— Start —

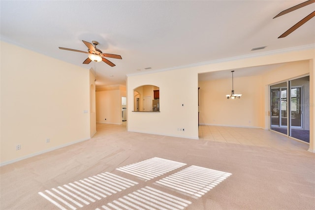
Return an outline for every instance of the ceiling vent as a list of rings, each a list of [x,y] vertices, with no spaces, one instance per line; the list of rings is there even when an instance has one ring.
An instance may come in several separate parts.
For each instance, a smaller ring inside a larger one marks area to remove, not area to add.
[[[262,47],[255,47],[254,48],[252,49],[252,51],[253,51],[254,50],[261,50],[262,49],[265,49],[266,47],[267,47],[267,46],[263,46]]]

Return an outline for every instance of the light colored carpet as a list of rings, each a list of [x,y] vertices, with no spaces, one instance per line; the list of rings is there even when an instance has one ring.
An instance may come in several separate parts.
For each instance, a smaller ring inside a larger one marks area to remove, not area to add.
[[[208,128],[194,140],[98,124],[89,140],[1,167],[0,209],[315,209],[307,144]]]

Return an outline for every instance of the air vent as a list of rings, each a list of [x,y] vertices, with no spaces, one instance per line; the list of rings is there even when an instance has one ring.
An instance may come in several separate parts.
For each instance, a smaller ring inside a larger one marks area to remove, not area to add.
[[[254,48],[252,49],[252,51],[253,51],[254,50],[261,50],[262,49],[265,49],[266,47],[267,47],[267,46],[263,46],[262,47],[255,47]]]

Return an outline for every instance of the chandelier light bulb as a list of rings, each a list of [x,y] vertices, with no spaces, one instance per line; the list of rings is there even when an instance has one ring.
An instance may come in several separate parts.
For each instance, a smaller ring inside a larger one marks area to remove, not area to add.
[[[234,72],[234,70],[231,71],[232,72],[232,92],[230,95],[225,95],[225,97],[227,99],[234,99],[235,98],[239,99],[242,96],[242,94],[234,94],[234,90],[233,87],[233,73]]]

— End —

[TASK DIRECTIONS] Rename "outline" to "contour" in the lines starting at the one that contains "Return an outline for every instance of the light" and ending at the end of the records. Give those lines again with everything else unchanged.

[RIGHT ANSWER]
Return an contour for every instance of the light colored carpet as a list of rings, each a list of [x,y] vertices, with no spaces, one instance per line; the list of rings is there even when an instance has one ring.
An instance may come in several separate parts.
For each instance, a smaller ring inside a larger one marks area to remove, not area to add.
[[[208,128],[194,140],[98,124],[89,140],[1,167],[0,209],[315,209],[307,144]]]

Return an contour for every instance of the air vent as a list of rings, each a list of [x,y] vertices, with no spaces, one instance per line; the list of rings is there even when an instance has one ring.
An instance may come in several separate parts.
For each instance, a smaller ring inside a larger one marks area to remove, not area to add.
[[[254,48],[252,49],[252,51],[253,51],[254,50],[261,50],[262,49],[265,49],[266,47],[267,47],[267,46],[263,46],[262,47],[255,47]]]

Return an contour for every instance of the chandelier light bulb as a list of rings, each a list of [x,y] vertices, with no spaces, one instance per line; the list of rings is there even when an instance has one ring.
An instance may come in several separate parts.
For each instance, a smaller ring inside a larger one marks area to remove, not area to add.
[[[234,72],[234,70],[231,71],[232,72],[232,92],[230,95],[225,95],[225,97],[227,99],[234,99],[235,98],[239,99],[242,96],[242,94],[234,94],[234,90],[233,87],[233,73]]]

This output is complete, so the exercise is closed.